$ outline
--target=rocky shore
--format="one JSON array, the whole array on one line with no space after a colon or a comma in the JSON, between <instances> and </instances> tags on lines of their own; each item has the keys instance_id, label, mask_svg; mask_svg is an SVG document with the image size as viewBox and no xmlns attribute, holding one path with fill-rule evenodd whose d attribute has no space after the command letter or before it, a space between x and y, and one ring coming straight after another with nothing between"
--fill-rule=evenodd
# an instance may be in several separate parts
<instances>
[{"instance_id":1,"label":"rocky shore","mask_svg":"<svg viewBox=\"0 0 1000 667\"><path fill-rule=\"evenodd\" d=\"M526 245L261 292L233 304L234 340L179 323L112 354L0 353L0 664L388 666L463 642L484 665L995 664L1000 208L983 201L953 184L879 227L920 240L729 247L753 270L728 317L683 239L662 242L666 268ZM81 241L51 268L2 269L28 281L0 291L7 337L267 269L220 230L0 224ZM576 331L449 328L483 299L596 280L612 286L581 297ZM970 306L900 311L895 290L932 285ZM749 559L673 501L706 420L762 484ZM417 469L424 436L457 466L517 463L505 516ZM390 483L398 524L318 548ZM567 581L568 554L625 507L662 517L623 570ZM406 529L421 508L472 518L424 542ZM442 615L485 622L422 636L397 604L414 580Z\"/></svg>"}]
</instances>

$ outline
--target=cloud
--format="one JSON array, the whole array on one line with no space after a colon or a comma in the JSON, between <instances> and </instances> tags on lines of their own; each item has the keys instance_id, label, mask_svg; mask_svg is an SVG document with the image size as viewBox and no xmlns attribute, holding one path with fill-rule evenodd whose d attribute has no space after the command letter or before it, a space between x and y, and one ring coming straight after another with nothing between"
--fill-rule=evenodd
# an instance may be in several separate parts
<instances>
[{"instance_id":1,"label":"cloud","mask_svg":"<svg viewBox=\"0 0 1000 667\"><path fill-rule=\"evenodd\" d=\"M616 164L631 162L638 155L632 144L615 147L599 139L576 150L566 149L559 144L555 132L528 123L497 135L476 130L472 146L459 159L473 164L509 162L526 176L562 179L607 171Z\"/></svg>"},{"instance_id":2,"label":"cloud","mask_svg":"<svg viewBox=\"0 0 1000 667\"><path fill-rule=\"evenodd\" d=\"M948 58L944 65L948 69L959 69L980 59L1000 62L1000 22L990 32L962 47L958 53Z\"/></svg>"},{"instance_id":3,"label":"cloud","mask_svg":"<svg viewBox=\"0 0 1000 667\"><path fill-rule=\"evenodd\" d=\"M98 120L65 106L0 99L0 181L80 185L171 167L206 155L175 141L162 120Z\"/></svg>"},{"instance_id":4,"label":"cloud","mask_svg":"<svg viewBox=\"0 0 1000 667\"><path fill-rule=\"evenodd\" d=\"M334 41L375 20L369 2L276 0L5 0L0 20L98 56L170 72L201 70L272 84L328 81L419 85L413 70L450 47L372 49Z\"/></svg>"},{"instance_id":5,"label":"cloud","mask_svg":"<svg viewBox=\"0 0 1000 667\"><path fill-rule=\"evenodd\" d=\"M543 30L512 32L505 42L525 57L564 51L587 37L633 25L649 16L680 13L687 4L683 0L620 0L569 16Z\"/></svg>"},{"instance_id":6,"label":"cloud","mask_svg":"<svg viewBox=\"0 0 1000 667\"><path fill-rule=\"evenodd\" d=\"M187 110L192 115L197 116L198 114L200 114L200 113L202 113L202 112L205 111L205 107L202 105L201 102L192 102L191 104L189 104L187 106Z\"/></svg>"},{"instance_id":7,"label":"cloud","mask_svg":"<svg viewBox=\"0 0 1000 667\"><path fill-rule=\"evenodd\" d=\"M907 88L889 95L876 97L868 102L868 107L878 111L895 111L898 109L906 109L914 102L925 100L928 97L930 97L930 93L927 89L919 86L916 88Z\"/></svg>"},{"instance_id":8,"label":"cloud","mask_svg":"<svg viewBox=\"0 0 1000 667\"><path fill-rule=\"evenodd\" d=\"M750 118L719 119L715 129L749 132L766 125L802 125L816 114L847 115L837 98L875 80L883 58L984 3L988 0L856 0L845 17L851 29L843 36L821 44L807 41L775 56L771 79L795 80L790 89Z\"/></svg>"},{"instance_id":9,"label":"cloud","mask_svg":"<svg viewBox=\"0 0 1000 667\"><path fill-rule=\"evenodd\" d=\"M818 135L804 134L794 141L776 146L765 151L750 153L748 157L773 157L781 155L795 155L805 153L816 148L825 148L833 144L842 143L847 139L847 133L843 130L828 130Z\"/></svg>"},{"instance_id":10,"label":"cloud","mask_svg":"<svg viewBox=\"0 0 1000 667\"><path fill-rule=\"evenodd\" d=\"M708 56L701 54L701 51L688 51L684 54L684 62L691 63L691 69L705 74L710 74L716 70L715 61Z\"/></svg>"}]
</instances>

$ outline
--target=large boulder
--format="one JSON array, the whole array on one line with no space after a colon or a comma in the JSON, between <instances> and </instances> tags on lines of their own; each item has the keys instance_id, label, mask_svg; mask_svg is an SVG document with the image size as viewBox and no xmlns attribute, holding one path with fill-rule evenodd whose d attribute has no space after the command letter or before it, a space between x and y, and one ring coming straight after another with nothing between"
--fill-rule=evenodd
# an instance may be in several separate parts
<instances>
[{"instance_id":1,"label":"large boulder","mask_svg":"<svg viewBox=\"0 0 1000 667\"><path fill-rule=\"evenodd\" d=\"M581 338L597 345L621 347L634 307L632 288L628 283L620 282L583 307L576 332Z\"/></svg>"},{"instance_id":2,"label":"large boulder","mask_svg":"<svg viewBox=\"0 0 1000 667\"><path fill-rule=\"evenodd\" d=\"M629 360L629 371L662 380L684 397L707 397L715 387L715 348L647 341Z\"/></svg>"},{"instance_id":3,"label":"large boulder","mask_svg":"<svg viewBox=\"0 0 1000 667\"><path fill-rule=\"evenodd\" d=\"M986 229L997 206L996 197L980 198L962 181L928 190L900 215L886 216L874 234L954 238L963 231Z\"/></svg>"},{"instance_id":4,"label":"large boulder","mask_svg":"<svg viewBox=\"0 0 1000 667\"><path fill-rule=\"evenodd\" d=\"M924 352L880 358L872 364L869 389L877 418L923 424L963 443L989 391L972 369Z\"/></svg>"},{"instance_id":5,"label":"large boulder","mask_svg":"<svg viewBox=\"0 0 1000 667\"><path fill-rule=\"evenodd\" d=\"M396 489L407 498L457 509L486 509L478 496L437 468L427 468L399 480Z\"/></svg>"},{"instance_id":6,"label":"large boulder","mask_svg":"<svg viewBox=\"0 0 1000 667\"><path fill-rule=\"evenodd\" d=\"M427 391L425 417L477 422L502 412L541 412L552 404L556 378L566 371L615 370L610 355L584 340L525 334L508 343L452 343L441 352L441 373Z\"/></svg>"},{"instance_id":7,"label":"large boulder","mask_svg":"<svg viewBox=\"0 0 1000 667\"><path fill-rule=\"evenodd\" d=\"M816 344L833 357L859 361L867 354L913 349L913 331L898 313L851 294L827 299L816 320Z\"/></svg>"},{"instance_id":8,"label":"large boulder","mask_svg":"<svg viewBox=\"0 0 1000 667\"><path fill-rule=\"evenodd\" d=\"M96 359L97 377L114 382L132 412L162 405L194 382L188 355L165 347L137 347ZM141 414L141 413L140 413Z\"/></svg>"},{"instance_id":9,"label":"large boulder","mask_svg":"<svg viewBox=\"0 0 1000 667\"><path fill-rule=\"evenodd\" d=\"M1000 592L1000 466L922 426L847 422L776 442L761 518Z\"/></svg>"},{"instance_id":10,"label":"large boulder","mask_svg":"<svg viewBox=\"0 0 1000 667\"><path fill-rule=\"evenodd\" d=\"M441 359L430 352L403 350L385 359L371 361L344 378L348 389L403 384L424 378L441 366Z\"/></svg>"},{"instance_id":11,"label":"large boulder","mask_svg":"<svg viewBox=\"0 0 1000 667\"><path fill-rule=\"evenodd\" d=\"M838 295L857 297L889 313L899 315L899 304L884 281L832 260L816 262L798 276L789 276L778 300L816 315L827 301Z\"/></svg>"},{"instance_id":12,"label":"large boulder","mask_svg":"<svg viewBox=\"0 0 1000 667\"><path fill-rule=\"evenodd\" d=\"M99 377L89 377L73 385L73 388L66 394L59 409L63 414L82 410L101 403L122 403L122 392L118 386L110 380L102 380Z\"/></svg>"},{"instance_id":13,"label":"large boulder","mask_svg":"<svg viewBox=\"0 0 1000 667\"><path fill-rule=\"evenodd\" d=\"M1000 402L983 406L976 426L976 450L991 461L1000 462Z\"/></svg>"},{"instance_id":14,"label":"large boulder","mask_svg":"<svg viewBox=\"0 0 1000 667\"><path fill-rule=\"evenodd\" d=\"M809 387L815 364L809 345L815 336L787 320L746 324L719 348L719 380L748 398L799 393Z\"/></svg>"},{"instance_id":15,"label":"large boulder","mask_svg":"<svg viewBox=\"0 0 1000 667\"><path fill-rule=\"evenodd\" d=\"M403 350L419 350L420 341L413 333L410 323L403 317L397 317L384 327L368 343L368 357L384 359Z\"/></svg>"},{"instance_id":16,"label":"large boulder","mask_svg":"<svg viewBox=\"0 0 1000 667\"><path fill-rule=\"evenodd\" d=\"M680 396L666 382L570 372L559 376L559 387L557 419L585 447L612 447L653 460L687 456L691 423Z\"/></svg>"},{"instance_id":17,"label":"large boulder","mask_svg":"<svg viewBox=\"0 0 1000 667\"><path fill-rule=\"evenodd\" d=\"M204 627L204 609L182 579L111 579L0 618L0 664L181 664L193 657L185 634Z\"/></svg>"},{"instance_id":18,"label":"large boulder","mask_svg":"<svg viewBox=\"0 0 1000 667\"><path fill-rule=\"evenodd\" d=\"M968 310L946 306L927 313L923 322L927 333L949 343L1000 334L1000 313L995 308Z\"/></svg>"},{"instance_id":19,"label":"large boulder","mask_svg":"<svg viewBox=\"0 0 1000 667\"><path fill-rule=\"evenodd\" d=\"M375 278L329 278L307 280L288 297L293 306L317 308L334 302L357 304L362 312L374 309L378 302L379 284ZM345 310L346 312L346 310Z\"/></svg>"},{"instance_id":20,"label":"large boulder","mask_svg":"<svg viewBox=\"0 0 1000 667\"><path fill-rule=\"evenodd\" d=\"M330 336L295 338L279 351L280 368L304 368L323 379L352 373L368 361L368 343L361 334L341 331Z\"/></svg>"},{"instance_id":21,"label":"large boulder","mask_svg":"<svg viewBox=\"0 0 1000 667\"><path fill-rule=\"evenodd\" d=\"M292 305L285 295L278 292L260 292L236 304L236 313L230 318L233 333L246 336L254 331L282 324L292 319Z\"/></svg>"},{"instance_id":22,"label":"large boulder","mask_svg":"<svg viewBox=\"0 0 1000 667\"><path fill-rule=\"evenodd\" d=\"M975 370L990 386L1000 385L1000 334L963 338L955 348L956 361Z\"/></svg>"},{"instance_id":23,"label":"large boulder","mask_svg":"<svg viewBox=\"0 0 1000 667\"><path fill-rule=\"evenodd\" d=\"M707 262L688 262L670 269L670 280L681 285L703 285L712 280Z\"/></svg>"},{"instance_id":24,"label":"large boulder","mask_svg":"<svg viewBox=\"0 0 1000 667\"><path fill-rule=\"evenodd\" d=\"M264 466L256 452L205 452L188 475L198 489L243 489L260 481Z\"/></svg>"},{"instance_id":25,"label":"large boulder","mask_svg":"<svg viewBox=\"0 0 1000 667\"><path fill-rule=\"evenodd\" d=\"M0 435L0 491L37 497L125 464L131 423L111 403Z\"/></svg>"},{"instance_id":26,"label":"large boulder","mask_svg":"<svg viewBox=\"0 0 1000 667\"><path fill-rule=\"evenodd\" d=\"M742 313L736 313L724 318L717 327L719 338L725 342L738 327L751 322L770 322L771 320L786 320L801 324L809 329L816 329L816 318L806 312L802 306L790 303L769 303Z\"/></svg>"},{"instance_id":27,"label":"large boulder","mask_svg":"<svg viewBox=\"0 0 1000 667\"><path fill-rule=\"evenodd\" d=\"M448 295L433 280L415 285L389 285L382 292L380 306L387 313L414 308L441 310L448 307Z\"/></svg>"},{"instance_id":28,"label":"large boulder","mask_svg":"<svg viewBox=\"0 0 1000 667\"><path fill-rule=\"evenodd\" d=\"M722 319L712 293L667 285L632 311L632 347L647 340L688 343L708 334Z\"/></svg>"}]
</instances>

■ ■ ■ ■ ■ ■ ■

Your answer must be the lines from the first line of the records through the line containing "--target=cloud", copied exactly.

= Completed task =
$ outline
--target=rocky shore
--format="one JSON array, the whole array on one line with no space after a colon or a comma in the JSON, between <instances> and </instances> tags on lines of their own; each item has the keys instance_id, label, mask_svg; mask_svg is an SVG document with the image size as viewBox and no xmlns attribute, holding one path with fill-rule evenodd whose d attribute has no space after the command letter or before it, a space between x and y, and one ring coming straight after another with nothing between"
--fill-rule=evenodd
# an instance may be in several separate parts
<instances>
[{"instance_id":1,"label":"rocky shore","mask_svg":"<svg viewBox=\"0 0 1000 667\"><path fill-rule=\"evenodd\" d=\"M526 245L261 292L233 304L234 340L179 323L112 354L0 353L0 664L388 666L463 642L484 665L995 664L1000 208L983 201L953 184L879 227L920 240L729 247L753 270L728 317L683 239L662 242L666 268ZM81 241L51 268L2 269L28 281L0 291L7 337L267 269L220 230L0 224ZM576 331L449 328L483 299L596 280L612 286L581 297ZM970 306L900 311L895 290L932 285ZM749 559L673 501L706 420L762 484ZM417 469L424 436L457 466L517 463L505 516ZM390 483L398 524L318 548ZM567 581L568 554L625 507L662 517L623 570ZM406 529L421 508L472 518L424 542ZM442 615L485 622L422 636L397 604L414 580Z\"/></svg>"}]
</instances>

$ outline
--target=cloud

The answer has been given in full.